**What is asked:** Write what comes next in the forum thread about the Davis-built bicycle headtube, picking up right after its last line.

**** Page

I'll have to check. Ill post pics of the headtube tomorrow.


----------



## hoofhearted (Dec 18, 2016)

*Davis-Built .... 1919 Model Year ... Only 3-inch
AND 5-inch (approximate) headtube height
offered for 1919.  

Yours is the 3-inch.  If this were a Davis-Built
H-D ..... an optional factory tank was available,
for your frame-size ONLY.

NO 7-inch tallframe headtubes offered after 1918.

Find the Show Your Davis Bicycle thread, and 
prepare to be amazed.

Also, a thread exists specifically for the H-D bicycle.

Maybe some kindly Saint on the CABE is able to post some links ....

Nice machine .............
*
........... patric


----------



## joshfromga (Dec 20, 2016)

********
**** Source excerpt

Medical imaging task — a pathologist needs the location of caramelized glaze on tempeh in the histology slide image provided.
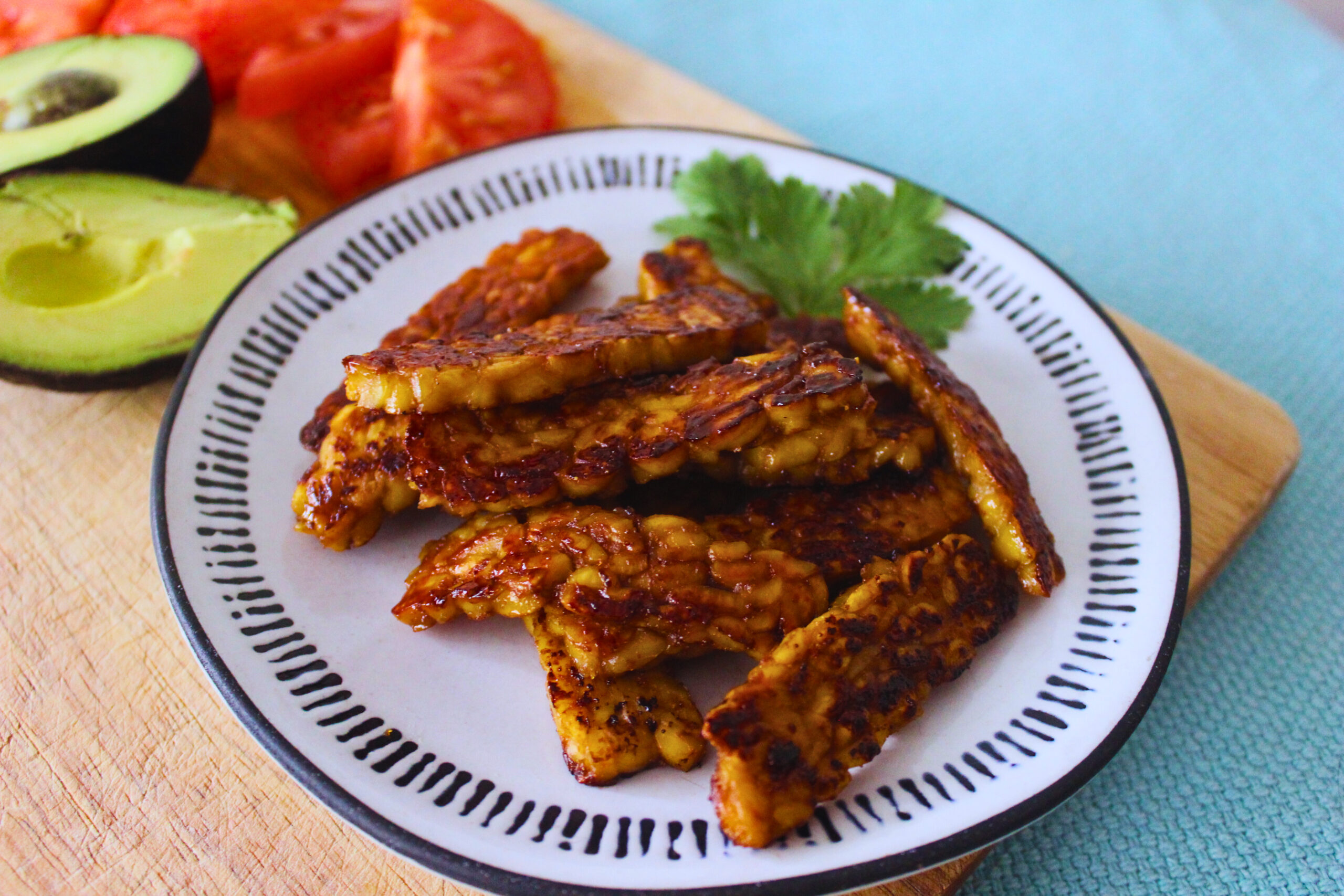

********

**Result for this task:**
----------



## sam (Dec 20, 2016)

Same sprocket as Sears Master and Sharply Hardware


----------



## Oldnut (Dec 20, 2016)

For sale?


----------



## joshfromga (Jan 3, 2017)

THanks to everyone for the info!


Oldnut said:


> For sale?



 Sorry, it was gone almost from the first post.


----------



## Freqman1 (Jan 3, 2017)

Probably on its way to becoming a HD by now!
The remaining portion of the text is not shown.